— LESETEXT —
##############################

Müllers Mendoza-Tagebuch

So langsam habe ich die Nase voll!

Von Robert Müller

Foto zu dem Text "So langsam habe ich die Nase voll!"
Robert Müller (rechts) und seine Fratelli-Teamkollegen bei der Vuelta Ciclista de Mendoza | Foto: privat

21.02.2024  |  (rsn) - Am Vormittag hatten wir einen eineinhalbstündigen Transfer zum Start und aßen dort bei einer Familie, die uns Nudeln kochte, zu Mittag. Ich wechselte noch den Schlauch von meinem Platten vom Vortag und dann ging es zum Start der 160 km langen Etappe mit einer Bergankunft auf 1700 Metern Höhe. Es ging schnell los und schon nach 10 km hatte ich wieder einen Platten, diesmal vorne. Bei über 50 km/h war es nicht so einfach, mit dem sofort platten Vorderrad noch zu steuern und zum Stehen zu kommen. Das war bereits mein dritter Platten und langsam habe ich die Nase voll.

Unser Auto kam, ich wechselte selbst das Laufrad und fuhr wieder los. Kurz danach brauste unser Teamwagen an mir vorbei, reagierte nicht auf mein Winken und ließ mich alleine hinter der Kolonne zurück. Vorne war das Tempo sehr hoch, da sich die Gruppe des Tages noch nicht gefunden hatte und ich wusste, dass es so aussichtslos wäre, wieder zurück ins Feld zu kommen. Nachdem ich eine Zeit lang vor mich hin gefahren war, bekam ich Gesellschaft von einem anderen Defektopfer, doch das half meiner schwindenden Motivation kaum auf die Sprünge. Ich rechnete schon damit, die Etappe nicht in der Karenzzeit beenden zu können.

Als das Ende der Kolonne selbst auf einer langen Geraden nicht mehr zu sehen war, tauchte zum Glück endlich unser 2. Auto auf und nahm uns beide in den Windschatten. Es dauerte eine Weile, bis wir endlich das Ende der Kolonne erreicht hatten und ich mich von Auto zu Auto wieder zurück ins Feld hangeln konnte. Die ganze Verfolgung hat sich über 40 km hingezogen und mir neben schweren Beinen eine Verwarnung wegen Windschattenfahrens eingebracht. Dabei ist das bei einem Defekt eigentlich gängige Praxis und wird von den anderen Teams auch so gehandhabt.

##############################

— GESPEICHERTE DATENSÄTZE —
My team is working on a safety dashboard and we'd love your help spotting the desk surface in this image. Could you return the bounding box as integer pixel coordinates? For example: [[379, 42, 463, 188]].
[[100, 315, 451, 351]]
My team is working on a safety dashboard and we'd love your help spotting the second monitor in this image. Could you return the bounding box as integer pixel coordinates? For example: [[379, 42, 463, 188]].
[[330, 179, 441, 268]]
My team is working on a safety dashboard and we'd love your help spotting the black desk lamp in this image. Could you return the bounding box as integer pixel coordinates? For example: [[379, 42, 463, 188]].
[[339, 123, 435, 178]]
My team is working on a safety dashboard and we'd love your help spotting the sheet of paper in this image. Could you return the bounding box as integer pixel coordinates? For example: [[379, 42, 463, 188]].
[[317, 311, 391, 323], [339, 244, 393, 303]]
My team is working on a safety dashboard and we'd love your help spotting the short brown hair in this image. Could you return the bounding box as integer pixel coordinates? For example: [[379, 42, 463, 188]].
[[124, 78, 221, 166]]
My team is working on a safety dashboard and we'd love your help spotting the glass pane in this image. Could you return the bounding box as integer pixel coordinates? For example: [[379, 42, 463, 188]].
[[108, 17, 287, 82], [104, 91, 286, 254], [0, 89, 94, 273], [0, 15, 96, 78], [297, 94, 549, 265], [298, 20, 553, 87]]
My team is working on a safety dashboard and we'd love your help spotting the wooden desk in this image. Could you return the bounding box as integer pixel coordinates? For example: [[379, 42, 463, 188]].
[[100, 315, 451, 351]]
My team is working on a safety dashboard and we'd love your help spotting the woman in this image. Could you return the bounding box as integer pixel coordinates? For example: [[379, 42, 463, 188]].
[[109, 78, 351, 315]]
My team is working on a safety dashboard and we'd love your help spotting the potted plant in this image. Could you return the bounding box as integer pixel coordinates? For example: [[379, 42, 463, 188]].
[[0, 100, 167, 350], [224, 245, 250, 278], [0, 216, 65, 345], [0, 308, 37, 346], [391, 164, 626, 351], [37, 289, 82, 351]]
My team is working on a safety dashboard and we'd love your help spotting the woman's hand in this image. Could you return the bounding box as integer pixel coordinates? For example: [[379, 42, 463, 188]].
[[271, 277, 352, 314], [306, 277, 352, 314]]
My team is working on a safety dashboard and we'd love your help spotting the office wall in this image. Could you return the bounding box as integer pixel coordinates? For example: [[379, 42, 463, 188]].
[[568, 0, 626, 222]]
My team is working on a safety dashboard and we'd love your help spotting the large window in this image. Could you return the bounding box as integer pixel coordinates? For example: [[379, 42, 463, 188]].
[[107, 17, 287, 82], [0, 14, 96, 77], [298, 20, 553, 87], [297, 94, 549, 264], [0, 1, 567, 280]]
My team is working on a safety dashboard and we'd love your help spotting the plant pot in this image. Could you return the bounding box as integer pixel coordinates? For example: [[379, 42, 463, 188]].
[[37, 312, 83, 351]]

##############################

— GESTELLTE AUFGABE —
Wie lang war laut dem Lesetext die Etappe mit der Bergankunft auf 1700 Metern Höhe? Das Material wird hierfür nicht gebraucht.

— ANTWORT —
160 Kilometer.